-- START OF GIVEN RECORDS --

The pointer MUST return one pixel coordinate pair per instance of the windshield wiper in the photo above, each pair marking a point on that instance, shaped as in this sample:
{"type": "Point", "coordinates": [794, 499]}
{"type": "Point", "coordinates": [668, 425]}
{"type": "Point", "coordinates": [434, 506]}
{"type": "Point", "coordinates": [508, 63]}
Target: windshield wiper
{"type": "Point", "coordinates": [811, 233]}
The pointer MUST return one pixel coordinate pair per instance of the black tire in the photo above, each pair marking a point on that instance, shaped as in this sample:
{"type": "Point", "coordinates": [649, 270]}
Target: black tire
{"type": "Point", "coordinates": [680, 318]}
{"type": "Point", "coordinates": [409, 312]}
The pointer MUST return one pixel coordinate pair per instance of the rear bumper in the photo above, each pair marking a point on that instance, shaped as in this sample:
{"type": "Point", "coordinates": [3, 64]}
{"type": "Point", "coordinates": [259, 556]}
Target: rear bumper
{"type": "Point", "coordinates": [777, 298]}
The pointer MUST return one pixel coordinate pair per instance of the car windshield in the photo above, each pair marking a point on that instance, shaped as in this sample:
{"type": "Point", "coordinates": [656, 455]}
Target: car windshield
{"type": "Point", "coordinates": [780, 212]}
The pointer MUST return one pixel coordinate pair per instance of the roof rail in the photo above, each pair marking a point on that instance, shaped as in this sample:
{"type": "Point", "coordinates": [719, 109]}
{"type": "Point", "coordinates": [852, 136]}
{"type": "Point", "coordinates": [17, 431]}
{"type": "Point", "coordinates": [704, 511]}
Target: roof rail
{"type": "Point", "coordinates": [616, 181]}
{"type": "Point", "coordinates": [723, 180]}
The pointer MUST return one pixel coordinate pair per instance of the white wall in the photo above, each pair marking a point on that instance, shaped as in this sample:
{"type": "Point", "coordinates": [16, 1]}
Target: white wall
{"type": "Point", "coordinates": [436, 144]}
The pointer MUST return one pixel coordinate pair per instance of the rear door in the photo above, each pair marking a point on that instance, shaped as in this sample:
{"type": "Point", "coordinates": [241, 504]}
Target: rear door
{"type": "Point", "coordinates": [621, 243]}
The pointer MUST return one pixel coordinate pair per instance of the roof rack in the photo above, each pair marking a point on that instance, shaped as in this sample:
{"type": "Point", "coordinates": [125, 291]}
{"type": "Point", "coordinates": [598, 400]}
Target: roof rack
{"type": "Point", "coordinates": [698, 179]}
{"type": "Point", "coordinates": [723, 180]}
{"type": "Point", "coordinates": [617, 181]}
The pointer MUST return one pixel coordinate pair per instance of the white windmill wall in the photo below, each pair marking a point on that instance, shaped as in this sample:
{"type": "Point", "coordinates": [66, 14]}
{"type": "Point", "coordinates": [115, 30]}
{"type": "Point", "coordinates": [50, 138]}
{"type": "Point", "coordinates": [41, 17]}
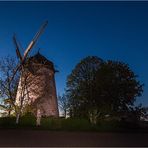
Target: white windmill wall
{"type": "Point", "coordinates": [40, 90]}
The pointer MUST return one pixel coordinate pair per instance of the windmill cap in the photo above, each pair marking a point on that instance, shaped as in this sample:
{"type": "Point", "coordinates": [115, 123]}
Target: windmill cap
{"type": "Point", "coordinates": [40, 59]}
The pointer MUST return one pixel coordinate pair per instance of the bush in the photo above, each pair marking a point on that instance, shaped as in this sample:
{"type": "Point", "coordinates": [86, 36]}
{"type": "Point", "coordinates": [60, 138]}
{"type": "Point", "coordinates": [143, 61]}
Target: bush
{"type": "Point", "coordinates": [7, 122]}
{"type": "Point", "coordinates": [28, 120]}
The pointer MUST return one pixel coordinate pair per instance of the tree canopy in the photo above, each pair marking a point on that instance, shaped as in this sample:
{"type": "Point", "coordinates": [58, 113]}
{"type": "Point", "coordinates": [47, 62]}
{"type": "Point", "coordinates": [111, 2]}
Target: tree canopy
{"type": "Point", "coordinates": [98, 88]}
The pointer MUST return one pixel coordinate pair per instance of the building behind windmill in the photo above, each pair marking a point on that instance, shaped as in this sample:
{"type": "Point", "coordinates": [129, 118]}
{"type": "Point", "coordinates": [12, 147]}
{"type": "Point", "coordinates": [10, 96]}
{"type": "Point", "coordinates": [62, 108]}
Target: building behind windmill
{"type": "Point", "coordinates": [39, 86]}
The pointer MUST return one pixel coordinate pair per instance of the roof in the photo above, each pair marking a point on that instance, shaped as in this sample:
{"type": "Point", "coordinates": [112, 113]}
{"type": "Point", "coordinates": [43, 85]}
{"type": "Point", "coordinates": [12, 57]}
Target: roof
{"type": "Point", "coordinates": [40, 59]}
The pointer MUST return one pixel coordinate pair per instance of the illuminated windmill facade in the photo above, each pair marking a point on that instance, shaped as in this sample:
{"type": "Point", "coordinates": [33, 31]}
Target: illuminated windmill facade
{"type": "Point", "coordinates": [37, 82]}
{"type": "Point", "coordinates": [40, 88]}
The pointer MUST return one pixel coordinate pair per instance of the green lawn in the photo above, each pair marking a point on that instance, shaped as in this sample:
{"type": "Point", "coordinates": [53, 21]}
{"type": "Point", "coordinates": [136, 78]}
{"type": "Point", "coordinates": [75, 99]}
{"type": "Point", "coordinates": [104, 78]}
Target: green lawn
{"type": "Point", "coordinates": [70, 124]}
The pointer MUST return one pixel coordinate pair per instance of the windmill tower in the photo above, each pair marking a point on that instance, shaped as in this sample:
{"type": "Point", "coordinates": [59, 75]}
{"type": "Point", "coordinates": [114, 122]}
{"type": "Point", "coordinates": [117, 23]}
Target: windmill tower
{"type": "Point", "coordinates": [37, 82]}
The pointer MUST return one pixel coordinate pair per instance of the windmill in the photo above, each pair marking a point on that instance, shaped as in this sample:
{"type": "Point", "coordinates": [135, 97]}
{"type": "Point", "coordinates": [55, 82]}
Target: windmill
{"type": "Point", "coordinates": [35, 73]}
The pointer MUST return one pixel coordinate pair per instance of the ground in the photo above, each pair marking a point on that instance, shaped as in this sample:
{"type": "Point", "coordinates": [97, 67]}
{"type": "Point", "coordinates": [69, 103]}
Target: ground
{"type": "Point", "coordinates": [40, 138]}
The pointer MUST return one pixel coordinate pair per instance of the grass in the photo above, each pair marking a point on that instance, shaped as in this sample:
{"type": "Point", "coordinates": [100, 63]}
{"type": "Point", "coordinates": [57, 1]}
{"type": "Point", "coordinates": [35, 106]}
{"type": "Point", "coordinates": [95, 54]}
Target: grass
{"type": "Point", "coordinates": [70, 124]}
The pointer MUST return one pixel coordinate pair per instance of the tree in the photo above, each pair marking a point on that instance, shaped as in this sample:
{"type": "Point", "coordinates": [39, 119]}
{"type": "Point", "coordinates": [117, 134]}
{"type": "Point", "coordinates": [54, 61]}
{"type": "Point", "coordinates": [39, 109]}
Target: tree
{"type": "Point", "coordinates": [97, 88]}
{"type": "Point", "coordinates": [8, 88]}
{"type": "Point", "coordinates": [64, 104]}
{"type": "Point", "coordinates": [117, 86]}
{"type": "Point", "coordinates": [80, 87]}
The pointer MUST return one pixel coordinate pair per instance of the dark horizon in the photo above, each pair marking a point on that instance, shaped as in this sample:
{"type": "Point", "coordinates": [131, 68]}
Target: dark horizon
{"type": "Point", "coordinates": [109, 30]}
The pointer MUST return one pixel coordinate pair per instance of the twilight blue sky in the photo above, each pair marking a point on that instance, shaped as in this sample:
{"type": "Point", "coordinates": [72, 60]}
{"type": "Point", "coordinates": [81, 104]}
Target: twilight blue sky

-- END OF GIVEN RECORDS --

- **TASK INSTRUCTIONS**
Update the rows above by replacing every "pointer" with "labeler" and leaving everything else unchanged. Omit the pictures from your answer.

- **COMPLETED EXERCISE**
The labeler MUST return one pixel coordinate pair per instance of the windshield wiper in the photo above, each pair marking a point on that instance, shaped as in this sample:
{"type": "Point", "coordinates": [794, 499]}
{"type": "Point", "coordinates": [668, 425]}
{"type": "Point", "coordinates": [434, 506]}
{"type": "Point", "coordinates": [508, 63]}
Target: windshield wiper
{"type": "Point", "coordinates": [811, 233]}
The labeler MUST return one pixel coordinate pair per instance of the black tire in the photo above, each pair marking a point on that instance, shaped as in this sample:
{"type": "Point", "coordinates": [649, 270]}
Target: black tire
{"type": "Point", "coordinates": [680, 318]}
{"type": "Point", "coordinates": [409, 312]}
The labeler MUST return one pixel coordinate pair per instance of the rear bumper in the photo above, each pair marking a point on that instance, shaped as in this sample:
{"type": "Point", "coordinates": [3, 64]}
{"type": "Point", "coordinates": [259, 556]}
Target: rear bumper
{"type": "Point", "coordinates": [777, 298]}
The labeler MUST return one pixel coordinate pair per instance of the car windshield in the photo above, each pair marking a point on that instance, shaped as in this sample:
{"type": "Point", "coordinates": [656, 455]}
Target: car windshield
{"type": "Point", "coordinates": [780, 212]}
The labeler MUST return one pixel coordinate pair per instance of the roof rail in the photo above, each pair marking a point on that instance, shaped as in this sample:
{"type": "Point", "coordinates": [719, 109]}
{"type": "Point", "coordinates": [852, 136]}
{"type": "Point", "coordinates": [17, 431]}
{"type": "Point", "coordinates": [704, 511]}
Target: roof rail
{"type": "Point", "coordinates": [616, 181]}
{"type": "Point", "coordinates": [723, 180]}
The labeler MUST return one pixel coordinate pair per instance of the white wall in the photo above, each pair marking a point on that instance, shaped as in this sample:
{"type": "Point", "coordinates": [16, 1]}
Target: white wall
{"type": "Point", "coordinates": [436, 144]}
The labeler MUST return one pixel coordinate pair per instance of the rear door in the photo above, each pair marking a point on that instance, shaped as in this sample:
{"type": "Point", "coordinates": [241, 504]}
Target: rear door
{"type": "Point", "coordinates": [621, 243]}
The labeler MUST return one pixel coordinate pair per instance of the roof rack in the photo above, each pair marking a point on that instance, shaped as in this sample:
{"type": "Point", "coordinates": [125, 291]}
{"type": "Point", "coordinates": [598, 400]}
Target: roof rack
{"type": "Point", "coordinates": [698, 179]}
{"type": "Point", "coordinates": [723, 180]}
{"type": "Point", "coordinates": [617, 181]}
The labeler MUST return one pixel coordinate pair per instance of the white windmill wall in the photo below, each pair marking a point on that instance, shaped as in this sample:
{"type": "Point", "coordinates": [66, 14]}
{"type": "Point", "coordinates": [115, 30]}
{"type": "Point", "coordinates": [50, 138]}
{"type": "Point", "coordinates": [41, 17]}
Target: white windmill wall
{"type": "Point", "coordinates": [40, 90]}
The labeler MUST return one pixel coordinate pair per instance of the windmill cap in the photo above, each pair marking a point on that instance, shaped as in this sample:
{"type": "Point", "coordinates": [115, 123]}
Target: windmill cap
{"type": "Point", "coordinates": [40, 59]}
The labeler MUST return one pixel coordinate pair per instance of the bush in the photo above, each pair marking a point on that instance, shaped as in this sample:
{"type": "Point", "coordinates": [86, 36]}
{"type": "Point", "coordinates": [60, 138]}
{"type": "Point", "coordinates": [143, 61]}
Target: bush
{"type": "Point", "coordinates": [7, 122]}
{"type": "Point", "coordinates": [28, 120]}
The labeler MUST return one pixel coordinate pair per instance of the tree canopy in the photo above, each pair marking a point on that instance, shaped as in this sample:
{"type": "Point", "coordinates": [58, 113]}
{"type": "Point", "coordinates": [47, 62]}
{"type": "Point", "coordinates": [111, 2]}
Target: tree canopy
{"type": "Point", "coordinates": [98, 88]}
The labeler MUST return one pixel coordinate pair per instance of the building behind windmill in the photo above, each pair marking a point on that instance, shaped as in this sample:
{"type": "Point", "coordinates": [129, 118]}
{"type": "Point", "coordinates": [12, 147]}
{"type": "Point", "coordinates": [10, 96]}
{"type": "Point", "coordinates": [62, 108]}
Target: building behind windmill
{"type": "Point", "coordinates": [39, 86]}
The labeler MUST return one pixel coordinate pair per instance of the roof in the photo above, each pair marking a point on that instance, shaped as in this sample:
{"type": "Point", "coordinates": [112, 113]}
{"type": "Point", "coordinates": [43, 85]}
{"type": "Point", "coordinates": [12, 57]}
Target: roof
{"type": "Point", "coordinates": [40, 59]}
The labeler MUST return one pixel coordinate pair per instance of the illuminated windmill facade in the photo above, each pair marking a point on that instance, shaped as in this sample:
{"type": "Point", "coordinates": [33, 31]}
Target: illuminated windmill facade
{"type": "Point", "coordinates": [37, 82]}
{"type": "Point", "coordinates": [40, 88]}
The labeler MUST return one pixel coordinate pair per instance of the green lawn in the photo above, each pair marking a point on that instance, shaped as in this sample:
{"type": "Point", "coordinates": [53, 21]}
{"type": "Point", "coordinates": [136, 78]}
{"type": "Point", "coordinates": [75, 99]}
{"type": "Point", "coordinates": [104, 78]}
Target: green lawn
{"type": "Point", "coordinates": [70, 124]}
The labeler MUST return one pixel coordinate pair per instance of the windmill tower in the photo above, each pair marking a point on that instance, shaped as in this sample:
{"type": "Point", "coordinates": [59, 75]}
{"type": "Point", "coordinates": [114, 122]}
{"type": "Point", "coordinates": [117, 23]}
Target: windmill tower
{"type": "Point", "coordinates": [37, 82]}
The labeler MUST return one pixel coordinate pair per instance of the windmill in the photo above, each pair marking a point on that instance, shaped as in this sample:
{"type": "Point", "coordinates": [135, 97]}
{"type": "Point", "coordinates": [55, 82]}
Target: windmill
{"type": "Point", "coordinates": [35, 73]}
The labeler MUST return one pixel coordinate pair per instance of the ground in the photo above, each pair marking a point on that instance, shaped as in this sample:
{"type": "Point", "coordinates": [97, 67]}
{"type": "Point", "coordinates": [69, 103]}
Target: ground
{"type": "Point", "coordinates": [40, 138]}
The labeler MUST return one pixel coordinate pair per instance of the grass in the photo above, each pair marking a point on that instance, shaped as in this sample:
{"type": "Point", "coordinates": [100, 63]}
{"type": "Point", "coordinates": [57, 1]}
{"type": "Point", "coordinates": [35, 106]}
{"type": "Point", "coordinates": [95, 54]}
Target: grass
{"type": "Point", "coordinates": [70, 124]}
The labeler MUST return one pixel coordinate pair per instance of the tree in the photo above, each pair marking a point on that instance, shaped as in this sample:
{"type": "Point", "coordinates": [39, 119]}
{"type": "Point", "coordinates": [117, 134]}
{"type": "Point", "coordinates": [54, 61]}
{"type": "Point", "coordinates": [39, 109]}
Target: tree
{"type": "Point", "coordinates": [97, 88]}
{"type": "Point", "coordinates": [8, 88]}
{"type": "Point", "coordinates": [64, 104]}
{"type": "Point", "coordinates": [117, 86]}
{"type": "Point", "coordinates": [80, 87]}
The labeler MUST return one pixel coordinate pair per instance of the dark horizon in the photo above, each pair marking a point on that instance, shaped as in this sample:
{"type": "Point", "coordinates": [131, 68]}
Target: dark horizon
{"type": "Point", "coordinates": [109, 30]}
The labeler MUST return one pixel coordinate pair per instance of the twilight blue sky in the photo above, each pair marking a point on that instance, shaped as in this sample:
{"type": "Point", "coordinates": [72, 60]}
{"type": "Point", "coordinates": [81, 104]}
Target: twilight blue sky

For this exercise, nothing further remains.